### Task brief
Tally the lines in the items below that contain the string "road", and reply with that number alone.

### Part of a data file
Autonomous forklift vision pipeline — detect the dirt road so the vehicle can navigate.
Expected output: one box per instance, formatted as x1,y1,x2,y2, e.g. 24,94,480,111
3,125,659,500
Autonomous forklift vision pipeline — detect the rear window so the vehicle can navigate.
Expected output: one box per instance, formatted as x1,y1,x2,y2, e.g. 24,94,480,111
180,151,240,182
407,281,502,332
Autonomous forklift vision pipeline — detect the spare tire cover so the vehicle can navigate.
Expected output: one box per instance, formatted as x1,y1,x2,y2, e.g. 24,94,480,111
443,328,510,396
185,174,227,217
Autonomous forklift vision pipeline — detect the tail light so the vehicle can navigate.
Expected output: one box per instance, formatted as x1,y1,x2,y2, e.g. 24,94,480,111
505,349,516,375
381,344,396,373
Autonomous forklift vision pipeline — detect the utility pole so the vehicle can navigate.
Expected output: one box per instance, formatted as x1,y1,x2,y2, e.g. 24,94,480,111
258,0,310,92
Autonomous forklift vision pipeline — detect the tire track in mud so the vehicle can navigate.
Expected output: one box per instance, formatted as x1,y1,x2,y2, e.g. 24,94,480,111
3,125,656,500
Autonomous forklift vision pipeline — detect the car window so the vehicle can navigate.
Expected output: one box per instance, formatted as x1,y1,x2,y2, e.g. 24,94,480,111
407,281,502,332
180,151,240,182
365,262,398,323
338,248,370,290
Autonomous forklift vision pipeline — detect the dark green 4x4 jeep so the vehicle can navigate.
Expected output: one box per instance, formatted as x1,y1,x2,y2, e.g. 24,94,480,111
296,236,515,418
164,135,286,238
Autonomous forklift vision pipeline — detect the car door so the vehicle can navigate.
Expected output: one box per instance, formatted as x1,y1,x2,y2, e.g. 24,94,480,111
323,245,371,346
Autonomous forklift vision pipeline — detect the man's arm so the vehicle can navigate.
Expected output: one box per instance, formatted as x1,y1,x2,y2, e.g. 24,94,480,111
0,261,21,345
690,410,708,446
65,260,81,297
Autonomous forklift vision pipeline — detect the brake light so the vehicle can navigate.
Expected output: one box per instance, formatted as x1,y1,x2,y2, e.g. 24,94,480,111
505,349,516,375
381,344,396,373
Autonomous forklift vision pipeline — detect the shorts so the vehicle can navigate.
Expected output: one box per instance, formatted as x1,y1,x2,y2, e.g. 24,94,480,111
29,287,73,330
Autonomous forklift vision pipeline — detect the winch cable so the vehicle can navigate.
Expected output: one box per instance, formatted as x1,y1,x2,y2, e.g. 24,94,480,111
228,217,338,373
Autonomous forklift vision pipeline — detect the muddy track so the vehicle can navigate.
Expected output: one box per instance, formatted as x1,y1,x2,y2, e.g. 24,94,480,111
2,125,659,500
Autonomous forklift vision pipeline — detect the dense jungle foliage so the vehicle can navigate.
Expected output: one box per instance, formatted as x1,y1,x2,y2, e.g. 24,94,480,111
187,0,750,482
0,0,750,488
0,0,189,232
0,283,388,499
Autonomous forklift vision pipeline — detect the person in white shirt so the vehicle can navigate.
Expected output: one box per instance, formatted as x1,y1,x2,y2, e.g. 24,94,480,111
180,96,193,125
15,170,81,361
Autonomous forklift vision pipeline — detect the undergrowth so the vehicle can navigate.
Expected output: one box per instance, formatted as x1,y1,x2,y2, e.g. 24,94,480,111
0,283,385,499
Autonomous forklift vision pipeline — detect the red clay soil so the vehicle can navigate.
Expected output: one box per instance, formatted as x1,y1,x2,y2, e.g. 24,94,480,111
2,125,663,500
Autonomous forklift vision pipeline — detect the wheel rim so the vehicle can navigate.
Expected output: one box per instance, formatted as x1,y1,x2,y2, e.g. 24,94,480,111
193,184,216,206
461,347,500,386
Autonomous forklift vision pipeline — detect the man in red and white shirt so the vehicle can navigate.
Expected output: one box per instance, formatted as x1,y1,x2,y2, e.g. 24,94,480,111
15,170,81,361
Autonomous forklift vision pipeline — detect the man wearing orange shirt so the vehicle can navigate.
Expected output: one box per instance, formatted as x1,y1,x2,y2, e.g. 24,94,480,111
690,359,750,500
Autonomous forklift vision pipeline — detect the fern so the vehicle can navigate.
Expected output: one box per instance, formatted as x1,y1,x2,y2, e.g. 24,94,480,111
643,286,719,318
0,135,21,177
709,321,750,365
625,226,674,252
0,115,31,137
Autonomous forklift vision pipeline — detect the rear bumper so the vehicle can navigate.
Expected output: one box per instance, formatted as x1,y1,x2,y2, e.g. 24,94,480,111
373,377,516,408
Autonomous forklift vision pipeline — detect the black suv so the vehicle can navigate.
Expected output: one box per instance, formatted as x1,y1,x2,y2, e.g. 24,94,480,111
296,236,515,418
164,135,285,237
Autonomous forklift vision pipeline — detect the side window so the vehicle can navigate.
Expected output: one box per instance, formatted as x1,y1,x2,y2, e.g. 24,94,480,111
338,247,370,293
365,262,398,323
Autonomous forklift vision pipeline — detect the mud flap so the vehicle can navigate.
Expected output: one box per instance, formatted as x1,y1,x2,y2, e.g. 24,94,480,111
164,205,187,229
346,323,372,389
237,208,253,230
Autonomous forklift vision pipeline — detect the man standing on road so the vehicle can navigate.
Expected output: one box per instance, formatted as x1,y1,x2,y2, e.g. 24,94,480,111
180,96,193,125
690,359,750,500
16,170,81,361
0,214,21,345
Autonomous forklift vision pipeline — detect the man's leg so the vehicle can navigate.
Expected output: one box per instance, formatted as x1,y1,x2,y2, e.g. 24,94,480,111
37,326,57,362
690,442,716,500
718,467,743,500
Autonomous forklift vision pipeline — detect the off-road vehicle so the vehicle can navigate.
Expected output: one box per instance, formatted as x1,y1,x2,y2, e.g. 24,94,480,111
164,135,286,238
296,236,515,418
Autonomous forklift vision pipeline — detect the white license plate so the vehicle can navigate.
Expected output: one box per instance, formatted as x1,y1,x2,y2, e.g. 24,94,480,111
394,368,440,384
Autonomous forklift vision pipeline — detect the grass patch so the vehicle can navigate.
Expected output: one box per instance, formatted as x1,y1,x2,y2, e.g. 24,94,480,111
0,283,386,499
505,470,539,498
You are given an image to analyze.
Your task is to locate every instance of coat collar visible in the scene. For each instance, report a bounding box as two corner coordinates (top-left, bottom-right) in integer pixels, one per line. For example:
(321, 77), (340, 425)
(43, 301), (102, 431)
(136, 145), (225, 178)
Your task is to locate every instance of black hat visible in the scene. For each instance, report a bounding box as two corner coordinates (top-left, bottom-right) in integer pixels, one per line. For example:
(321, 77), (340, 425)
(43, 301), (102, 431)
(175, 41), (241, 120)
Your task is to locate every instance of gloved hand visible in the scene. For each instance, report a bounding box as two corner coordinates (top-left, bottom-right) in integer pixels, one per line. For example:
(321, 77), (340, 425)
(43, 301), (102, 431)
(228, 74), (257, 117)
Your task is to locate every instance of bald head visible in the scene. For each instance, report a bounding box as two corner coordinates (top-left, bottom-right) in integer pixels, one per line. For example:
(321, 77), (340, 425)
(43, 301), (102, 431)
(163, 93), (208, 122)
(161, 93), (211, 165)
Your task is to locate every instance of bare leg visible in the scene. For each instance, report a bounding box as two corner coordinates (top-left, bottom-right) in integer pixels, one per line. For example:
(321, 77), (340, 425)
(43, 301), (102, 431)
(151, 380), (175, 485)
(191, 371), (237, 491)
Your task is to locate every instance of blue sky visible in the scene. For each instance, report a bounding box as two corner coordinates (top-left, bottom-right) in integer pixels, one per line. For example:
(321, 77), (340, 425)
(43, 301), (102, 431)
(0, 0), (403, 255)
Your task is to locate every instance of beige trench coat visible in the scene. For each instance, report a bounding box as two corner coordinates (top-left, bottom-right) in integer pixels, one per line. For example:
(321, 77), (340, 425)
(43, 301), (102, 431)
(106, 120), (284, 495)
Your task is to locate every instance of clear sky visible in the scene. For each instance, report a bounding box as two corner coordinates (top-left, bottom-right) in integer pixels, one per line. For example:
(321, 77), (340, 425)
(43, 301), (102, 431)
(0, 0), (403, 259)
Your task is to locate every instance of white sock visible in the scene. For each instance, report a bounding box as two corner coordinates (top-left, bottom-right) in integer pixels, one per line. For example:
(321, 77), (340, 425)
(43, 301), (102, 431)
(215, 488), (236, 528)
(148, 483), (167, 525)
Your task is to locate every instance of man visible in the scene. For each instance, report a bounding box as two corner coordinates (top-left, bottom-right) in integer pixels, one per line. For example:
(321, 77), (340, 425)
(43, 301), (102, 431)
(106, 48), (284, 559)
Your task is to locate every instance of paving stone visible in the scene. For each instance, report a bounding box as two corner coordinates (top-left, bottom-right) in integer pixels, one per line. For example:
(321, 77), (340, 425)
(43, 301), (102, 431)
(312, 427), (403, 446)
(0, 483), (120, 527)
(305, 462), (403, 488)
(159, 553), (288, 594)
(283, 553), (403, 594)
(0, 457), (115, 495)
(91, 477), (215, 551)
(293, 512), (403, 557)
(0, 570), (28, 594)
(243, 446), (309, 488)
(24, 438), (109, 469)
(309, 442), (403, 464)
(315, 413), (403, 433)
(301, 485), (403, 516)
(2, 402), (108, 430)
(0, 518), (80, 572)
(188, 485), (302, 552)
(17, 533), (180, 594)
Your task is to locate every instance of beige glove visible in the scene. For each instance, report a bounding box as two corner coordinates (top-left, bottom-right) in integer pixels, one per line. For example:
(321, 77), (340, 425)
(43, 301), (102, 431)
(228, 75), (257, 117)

### Output
3